## [Directives]
**A.** Please copy the stretch of the review of The Father from "185. Review: THE" through "Photo: Joan Marcus.", swapping "intermissionless" for "uninterrupted".
**B.** Carry on the review of The Father from where it stops.

## [Quoted text]
┏━━

Sunday, April 17, 2016

185. Review: THE FATHER (seen April 16, 2016)

"Dementia: Identity Thief"

Stars range from 5-1.
Perhaps you’ve been here before. In French playwright Florian Zeller’s The Father, an aging man is suffering from dementia and his loved ones are struggling to decide if he should be institutionalized so they can proceed with their own lives. As I noted recently in my review of Dot, it’s a subject that’s become a regular part of the last few theatre and film seasons, obviously in response to the increasing attention Alzheimer’s and related mental illnesses have been grabbing in the zeitgeist. There are fine things in this 90-minute, intermissionless, Manhattan Theatre Club production of Christopher Hampton’s translation, but the finest is Frank Langella’s performance in the title role, played in London by Olivier Award-winning Kenneth Cranham

Frank Langella. Photo: Joan Marcus.

┗━━

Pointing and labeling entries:
┏━━

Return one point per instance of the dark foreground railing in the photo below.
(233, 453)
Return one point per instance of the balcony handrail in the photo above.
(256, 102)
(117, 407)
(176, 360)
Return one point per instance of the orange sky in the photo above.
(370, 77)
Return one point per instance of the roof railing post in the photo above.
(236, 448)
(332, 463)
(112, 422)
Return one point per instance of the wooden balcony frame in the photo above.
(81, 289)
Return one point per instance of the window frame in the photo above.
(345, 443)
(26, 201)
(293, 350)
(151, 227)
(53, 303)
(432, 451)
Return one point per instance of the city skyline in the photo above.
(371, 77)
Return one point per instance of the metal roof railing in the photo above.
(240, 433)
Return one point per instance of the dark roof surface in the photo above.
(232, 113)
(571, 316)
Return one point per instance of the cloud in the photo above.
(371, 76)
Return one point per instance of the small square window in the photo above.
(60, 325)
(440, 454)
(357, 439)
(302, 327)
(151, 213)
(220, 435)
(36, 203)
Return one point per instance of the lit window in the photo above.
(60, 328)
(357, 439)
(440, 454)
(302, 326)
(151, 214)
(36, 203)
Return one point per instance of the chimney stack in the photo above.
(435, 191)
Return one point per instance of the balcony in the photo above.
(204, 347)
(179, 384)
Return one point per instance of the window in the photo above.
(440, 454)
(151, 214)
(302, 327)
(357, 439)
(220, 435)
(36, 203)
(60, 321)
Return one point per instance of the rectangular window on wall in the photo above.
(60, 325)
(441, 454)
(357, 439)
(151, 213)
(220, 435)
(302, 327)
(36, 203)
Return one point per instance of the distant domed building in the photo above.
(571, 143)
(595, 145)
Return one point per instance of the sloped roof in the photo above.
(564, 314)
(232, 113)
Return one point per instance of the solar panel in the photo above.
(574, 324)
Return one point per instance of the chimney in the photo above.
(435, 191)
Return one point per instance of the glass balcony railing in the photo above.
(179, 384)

┗━━

## [Responses per task]
**A.**
185. Review: THE FATHER (seen April 16, 2016)

"Dementia: Identity Thief"

Stars range from 5-1.
Perhaps you’ve been here before. In French playwright Florian Zeller’s The Father, an aging man is suffering from dementia and his loved ones are struggling to decide if he should be institutionalized so they can proceed with their own lives. As I noted recently in my review of Dot, it’s a subject that’s become a regular part of the last few theatre and film seasons, obviously in response to the increasing attention Alzheimer’s and related mental illnesses have been grabbing in the zeitgeist. There are fine things in this 90-minute, uninterrupted, Manhattan Theatre Club production of Christopher Hampton’s translation, but the finest is Frank Langella’s performance in the title role, played in London by Olivier Award-winning Kenneth Cranham

Frank Langella. Photo: Joan Marcus.

**B.**
Familiar as the material is, Zeller manages to establish a magnetic connection between audience and play through his deceptively modest dramaturgy. His goal is to show the gradual dissolution of his hero’s faculties almost from the inside out. On the outside, we see André (Frank Langella), a sturdy, still charming octogenarian who used to be a tap dancer (or was it an engineer?), and who lives in Paris with his daughter, Anne (Kathryn Erbe), and her husband, Pierre (Brian Avers) at their flat. Or is it really André’s flat? And is that man who’s getting impatient about André's illness actually Anne’s husband? Is she even married? Isn’t she divorced and going off to live with her lover in London, making it impossible to look after André? And who exactly is Antoine? Or that nice woman named Laura (Hannah Cabell) hired to care for André? Is she that darkhaired woman or that blonde (Kathleen McNenny) he doesn’t recognize? Why is he always looking for his watch, which he blames others for stealing? What happened to that chicken Anne brought home for dinner? And why do the flat’s furniture, books, paintings, and the like keep vanishing?
Frank Langella. Photo: Joan Marcus.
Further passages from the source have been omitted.